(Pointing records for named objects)
>>>>

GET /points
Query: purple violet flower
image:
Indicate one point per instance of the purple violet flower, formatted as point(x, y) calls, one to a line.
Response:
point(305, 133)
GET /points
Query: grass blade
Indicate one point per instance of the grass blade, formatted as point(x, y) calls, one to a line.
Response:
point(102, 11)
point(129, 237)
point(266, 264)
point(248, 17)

<<<<

> _OBJECTIVE_
Copy out the listing above word for word, keeping every line in its original order.

> _TASK RESPONSE_
GET /points
Query: purple violet flower
image:
Indicate one point per instance of the purple violet flower, formatted as point(x, y) calls, one to a line.
Response:
point(305, 133)
GET /points
Query: grass blade
Indicate one point per instance of the grass blade, formatted as point(x, y) calls, one to a line.
Response:
point(102, 11)
point(129, 237)
point(266, 264)
point(248, 17)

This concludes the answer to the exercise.